Begin MATERIAL SUPPLIED

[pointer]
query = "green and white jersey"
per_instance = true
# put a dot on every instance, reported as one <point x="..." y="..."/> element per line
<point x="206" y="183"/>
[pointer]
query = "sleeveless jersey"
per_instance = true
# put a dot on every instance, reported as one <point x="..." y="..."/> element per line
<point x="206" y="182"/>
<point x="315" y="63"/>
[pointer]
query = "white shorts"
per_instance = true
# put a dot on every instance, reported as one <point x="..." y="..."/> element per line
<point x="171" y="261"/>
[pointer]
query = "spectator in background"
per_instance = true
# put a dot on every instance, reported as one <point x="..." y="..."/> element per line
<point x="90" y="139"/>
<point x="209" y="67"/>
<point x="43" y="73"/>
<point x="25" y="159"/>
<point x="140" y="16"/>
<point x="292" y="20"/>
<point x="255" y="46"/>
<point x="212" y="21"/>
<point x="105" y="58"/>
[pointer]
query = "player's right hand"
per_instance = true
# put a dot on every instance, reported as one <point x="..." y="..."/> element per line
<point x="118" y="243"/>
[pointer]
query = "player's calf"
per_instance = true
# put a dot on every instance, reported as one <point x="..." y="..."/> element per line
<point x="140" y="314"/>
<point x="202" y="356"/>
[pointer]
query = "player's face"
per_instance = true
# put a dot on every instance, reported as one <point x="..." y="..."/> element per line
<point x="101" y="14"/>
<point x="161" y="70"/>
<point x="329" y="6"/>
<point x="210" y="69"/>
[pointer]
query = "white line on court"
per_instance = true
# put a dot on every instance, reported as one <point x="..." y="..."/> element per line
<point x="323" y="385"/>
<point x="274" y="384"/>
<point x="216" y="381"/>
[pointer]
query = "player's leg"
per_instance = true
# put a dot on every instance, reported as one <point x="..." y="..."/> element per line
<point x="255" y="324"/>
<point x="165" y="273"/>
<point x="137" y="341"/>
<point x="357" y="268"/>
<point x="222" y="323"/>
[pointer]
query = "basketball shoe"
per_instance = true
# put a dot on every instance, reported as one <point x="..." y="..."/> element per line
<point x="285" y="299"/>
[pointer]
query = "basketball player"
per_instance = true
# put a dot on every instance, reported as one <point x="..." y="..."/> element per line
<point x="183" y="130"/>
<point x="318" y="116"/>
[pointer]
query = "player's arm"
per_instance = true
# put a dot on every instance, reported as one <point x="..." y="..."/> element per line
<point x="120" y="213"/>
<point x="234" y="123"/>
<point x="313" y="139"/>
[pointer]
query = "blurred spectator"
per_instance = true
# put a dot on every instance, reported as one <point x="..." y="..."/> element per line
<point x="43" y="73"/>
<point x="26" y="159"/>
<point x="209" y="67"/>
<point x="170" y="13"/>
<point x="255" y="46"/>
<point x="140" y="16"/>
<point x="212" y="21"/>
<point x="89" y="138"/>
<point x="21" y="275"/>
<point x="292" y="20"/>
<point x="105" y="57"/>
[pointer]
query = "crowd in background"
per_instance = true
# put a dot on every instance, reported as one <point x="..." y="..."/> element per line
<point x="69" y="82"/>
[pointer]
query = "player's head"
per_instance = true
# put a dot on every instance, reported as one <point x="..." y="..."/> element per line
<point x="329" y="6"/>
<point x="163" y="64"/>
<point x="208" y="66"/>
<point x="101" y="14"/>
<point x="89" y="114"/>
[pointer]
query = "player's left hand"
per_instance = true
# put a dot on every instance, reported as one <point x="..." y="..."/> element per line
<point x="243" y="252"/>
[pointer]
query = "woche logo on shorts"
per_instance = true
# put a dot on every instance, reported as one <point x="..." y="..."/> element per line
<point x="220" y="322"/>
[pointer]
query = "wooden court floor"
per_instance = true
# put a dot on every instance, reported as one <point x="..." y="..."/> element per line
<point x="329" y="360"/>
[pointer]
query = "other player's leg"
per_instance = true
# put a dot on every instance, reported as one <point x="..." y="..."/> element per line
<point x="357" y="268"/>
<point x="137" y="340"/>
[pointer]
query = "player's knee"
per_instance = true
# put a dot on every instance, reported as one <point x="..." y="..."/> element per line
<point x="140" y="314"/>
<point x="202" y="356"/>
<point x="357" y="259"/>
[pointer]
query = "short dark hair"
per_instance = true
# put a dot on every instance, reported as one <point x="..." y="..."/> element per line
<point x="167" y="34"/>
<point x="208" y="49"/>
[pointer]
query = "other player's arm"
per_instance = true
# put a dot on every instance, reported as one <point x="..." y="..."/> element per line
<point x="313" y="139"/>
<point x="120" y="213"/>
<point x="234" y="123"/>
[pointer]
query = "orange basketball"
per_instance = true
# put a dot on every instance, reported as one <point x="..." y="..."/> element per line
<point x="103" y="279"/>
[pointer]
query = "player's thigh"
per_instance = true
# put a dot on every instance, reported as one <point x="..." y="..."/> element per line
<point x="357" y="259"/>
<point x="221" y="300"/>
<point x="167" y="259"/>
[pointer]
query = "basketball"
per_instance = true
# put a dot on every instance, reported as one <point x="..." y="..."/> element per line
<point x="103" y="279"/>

End MATERIAL SUPPLIED

● EXERCISE
Return each entry from above without altering a single character.

● TASK RESULT
[pointer]
query = "green and white jersey"
per_instance = true
# put a dot on every instance, reported as one <point x="..." y="..."/> element per line
<point x="206" y="183"/>
[pointer]
query = "sleeveless jersey"
per_instance = true
# put a dot on every instance, reported as one <point x="..." y="..."/> element per line
<point x="206" y="182"/>
<point x="315" y="63"/>
[pointer]
query = "white shorts"
per_instance = true
# put a dot on every instance, reported as one <point x="..." y="..."/> element per line
<point x="171" y="261"/>
[pointer]
query = "spectator in background"
per_instance = true
# put a dot on every instance, reported as one <point x="..." y="..."/> element per line
<point x="90" y="139"/>
<point x="209" y="67"/>
<point x="43" y="73"/>
<point x="25" y="159"/>
<point x="140" y="16"/>
<point x="292" y="20"/>
<point x="255" y="46"/>
<point x="212" y="21"/>
<point x="105" y="58"/>
[pointer]
query = "player's right hand"
per_instance = true
# put a dot on every instance, reported as one <point x="..." y="..."/> element per line
<point x="118" y="243"/>
[pointer]
query = "player's calf"
per_instance = true
# put a dot on every instance, reported as one <point x="..." y="..."/> element per line
<point x="140" y="314"/>
<point x="202" y="356"/>
[pointer]
query = "player's face"
per_instance = true
# put a dot on every instance, reported as one <point x="..." y="..."/> element per line
<point x="101" y="14"/>
<point x="161" y="70"/>
<point x="329" y="6"/>
<point x="210" y="69"/>
[pointer]
query = "white line on court"
per_instance = true
# put a dot on every instance, reported as one <point x="..." y="..."/> element per line
<point x="323" y="385"/>
<point x="274" y="384"/>
<point x="216" y="381"/>
[pointer]
query = "player's leg"
per_instance = true
# put a dot on every instance, reported as one <point x="..." y="..."/> element per line
<point x="255" y="324"/>
<point x="165" y="273"/>
<point x="137" y="341"/>
<point x="357" y="268"/>
<point x="222" y="323"/>
[pointer]
query = "basketball shoe"
per_instance = true
# put a dot on every instance, reported as one <point x="..." y="..."/> element per line
<point x="285" y="299"/>
[pointer]
query = "basketball player"
per_instance = true
# put a dot on every instance, reported as one <point x="..." y="..."/> element per line
<point x="183" y="130"/>
<point x="318" y="116"/>
[pointer]
query = "player's arm"
per_instance = true
# put a dot on every instance, reported as one <point x="..." y="..."/> element per line
<point x="120" y="213"/>
<point x="234" y="123"/>
<point x="313" y="139"/>
[pointer]
query = "blurred spectator"
per_instance = true
# put a dot on every instance, reported as one <point x="..." y="..."/> element per line
<point x="43" y="73"/>
<point x="26" y="159"/>
<point x="209" y="67"/>
<point x="170" y="13"/>
<point x="255" y="46"/>
<point x="140" y="16"/>
<point x="212" y="21"/>
<point x="89" y="138"/>
<point x="21" y="275"/>
<point x="292" y="20"/>
<point x="105" y="57"/>
[pointer]
query = "crowd in background"
per_instance = true
# put a dot on every instance, reported as one <point x="..." y="..."/> element per line
<point x="69" y="82"/>
[pointer]
query = "player's head"
per_instance = true
# put a dot on every instance, reported as one <point x="..." y="..."/> element per line
<point x="329" y="6"/>
<point x="163" y="64"/>
<point x="208" y="66"/>
<point x="101" y="14"/>
<point x="89" y="114"/>
[pointer]
query = "player's left hand"
per_instance = true
# put a dot on every instance, reported as one <point x="..." y="..."/> element per line
<point x="243" y="252"/>
[pointer]
query = "woche logo on shorts"
per_instance = true
# put a dot on every instance, reported as one <point x="..." y="..."/> element per line
<point x="220" y="322"/>
[pointer]
query = "wooden court floor"
per_instance = true
# put a dot on every instance, reported as one <point x="..." y="..."/> element per line
<point x="329" y="360"/>
[pointer]
query = "other player's leg"
per_instance = true
# put a dot on every instance, reported as one <point x="..." y="..."/> element per line
<point x="357" y="268"/>
<point x="137" y="340"/>
[pointer]
query = "player's knee"
per_instance = true
# put a dot on every instance, reported as one <point x="..." y="..."/> element per line
<point x="140" y="314"/>
<point x="202" y="356"/>
<point x="357" y="259"/>
[pointer]
query = "short dark hair"
per_instance = true
# put a dot on every instance, reported as one <point x="..." y="..."/> element per line
<point x="167" y="34"/>
<point x="208" y="49"/>
[pointer]
query = "other player's arm"
per_instance = true
# put a dot on every instance, reported as one <point x="..." y="..."/> element per line
<point x="313" y="139"/>
<point x="120" y="213"/>
<point x="234" y="123"/>
[pointer]
query = "orange basketball"
per_instance = true
# put a dot on every instance, reported as one <point x="..." y="..."/> element per line
<point x="103" y="279"/>
[pointer]
query = "player's thigh"
per_instance = true
# put a dot on every instance, reported as one <point x="..." y="..."/> element per line
<point x="357" y="259"/>
<point x="221" y="300"/>
<point x="167" y="259"/>
[pointer]
query = "basketball"
per_instance = true
# put a dot on every instance, reported as one <point x="..." y="..."/> element per line
<point x="103" y="279"/>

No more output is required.